◆ What you should do: Repeat the records verbatim and leave the pictures out of your copy.

Natural language region descriptions:
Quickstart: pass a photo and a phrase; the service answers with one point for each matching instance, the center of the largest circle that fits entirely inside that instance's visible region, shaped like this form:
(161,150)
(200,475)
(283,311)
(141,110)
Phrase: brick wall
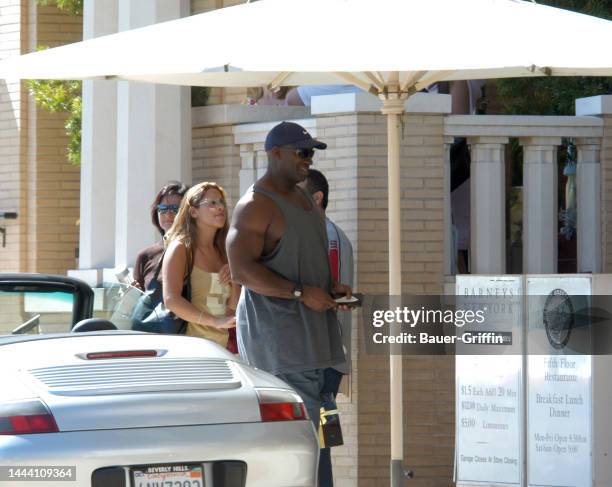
(216,158)
(428,380)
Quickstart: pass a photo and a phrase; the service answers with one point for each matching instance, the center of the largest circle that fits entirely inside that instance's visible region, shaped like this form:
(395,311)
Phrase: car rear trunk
(144,392)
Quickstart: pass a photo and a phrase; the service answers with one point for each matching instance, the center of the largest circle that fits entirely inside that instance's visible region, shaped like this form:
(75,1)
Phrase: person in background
(163,210)
(277,248)
(297,95)
(340,253)
(195,250)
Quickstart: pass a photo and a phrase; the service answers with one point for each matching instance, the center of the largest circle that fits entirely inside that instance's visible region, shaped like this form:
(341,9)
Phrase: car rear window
(33,310)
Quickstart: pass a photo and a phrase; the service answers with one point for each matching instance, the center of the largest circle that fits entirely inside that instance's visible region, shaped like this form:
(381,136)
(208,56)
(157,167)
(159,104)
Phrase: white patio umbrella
(392,48)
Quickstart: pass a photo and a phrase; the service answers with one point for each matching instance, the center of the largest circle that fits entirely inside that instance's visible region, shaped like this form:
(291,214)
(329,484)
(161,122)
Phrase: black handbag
(152,316)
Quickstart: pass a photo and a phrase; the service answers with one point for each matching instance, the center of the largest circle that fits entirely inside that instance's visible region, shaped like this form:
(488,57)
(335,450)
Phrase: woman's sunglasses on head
(167,209)
(220,203)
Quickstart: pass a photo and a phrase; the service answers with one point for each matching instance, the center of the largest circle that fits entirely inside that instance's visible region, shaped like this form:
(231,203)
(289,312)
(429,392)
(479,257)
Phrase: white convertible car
(129,409)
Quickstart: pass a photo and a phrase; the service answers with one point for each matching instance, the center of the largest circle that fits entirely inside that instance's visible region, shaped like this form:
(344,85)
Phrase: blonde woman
(195,249)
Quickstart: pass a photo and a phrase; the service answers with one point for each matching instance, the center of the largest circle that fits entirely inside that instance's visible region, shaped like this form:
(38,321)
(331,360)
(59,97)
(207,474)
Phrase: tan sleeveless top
(209,296)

◆ Result of this exercise:
Quickstart: pass a photo and a phrase; the service answers with one point for each matching instance, the center of the largest circle that fits entirely inside that instance's visible region, shaped like this form:
(161,150)
(200,475)
(283,311)
(141,110)
Phrase: brick wall
(216,158)
(428,380)
Quickstart: pass a photo and a phrase; the service answers with one point for each matching instance, the center of the largest circle that fits entirely inside that instance's visible region, shaped like this form:
(395,311)
Phrase: car rear trunk
(144,392)
Quickstart: pass a photo and a phrase; the service answers with one point for each matching instance, the center of the largest circle that fits entirely inside that instance's visible region, shaped like this form:
(75,1)
Phrase: person in background
(163,210)
(277,248)
(297,95)
(340,253)
(195,250)
Quickstart: pass a photo and a phrase; the service answers with one point for each matching instance, the center of the largest circle that fits entirely inside that instance's visible region, shaped like this form:
(341,9)
Phrase: car rear window
(33,310)
Quickstart: pass a photo and a phrase; the service answers with one point for each matching instance, the center of the largest circle that fits entirely inside that instance's visible region, shaped like this form:
(381,136)
(208,56)
(157,167)
(159,104)
Phrase: white patio umbrella
(392,48)
Quickstart: pass a photo and a phrase; the service answers with one point for each matching instance, the center of the largest circle that fits entirely inside that instance's visible region, shaped like this form:
(291,214)
(329,484)
(161,122)
Phrase: black handbag
(152,316)
Quickstart: pass a photo and a phrase; the service answers with one point for each matching instance, the center of the largest circle that fits entirely inside that instance's visible region, shaped like this form:
(488,57)
(335,450)
Phrase: woman's sunglasses on head
(167,209)
(220,203)
Quickstart: pass a photo and a phrase; the service answers with one point for each matching instance, the center of the largest circle that fits entirely inside that instance's visible region, shaped like this form:
(231,203)
(289,312)
(429,392)
(479,257)
Phrase: white convertible car
(129,409)
Quickstart: pass a photo and a phrase; the service answers with one point for each matching instance, the center of the largest circle that fits entirely inside that instance's visible region, shaped like this form:
(344,85)
Phrase: blonde woman
(195,249)
Quickstart: pass a photo and a phrase; the service answers with one point for each matching instance, the center of the largest circle that fits entirely inside that instance's visible region, shaped like this form:
(38,321)
(331,360)
(59,97)
(207,474)
Phrase: tan sleeveless top
(209,296)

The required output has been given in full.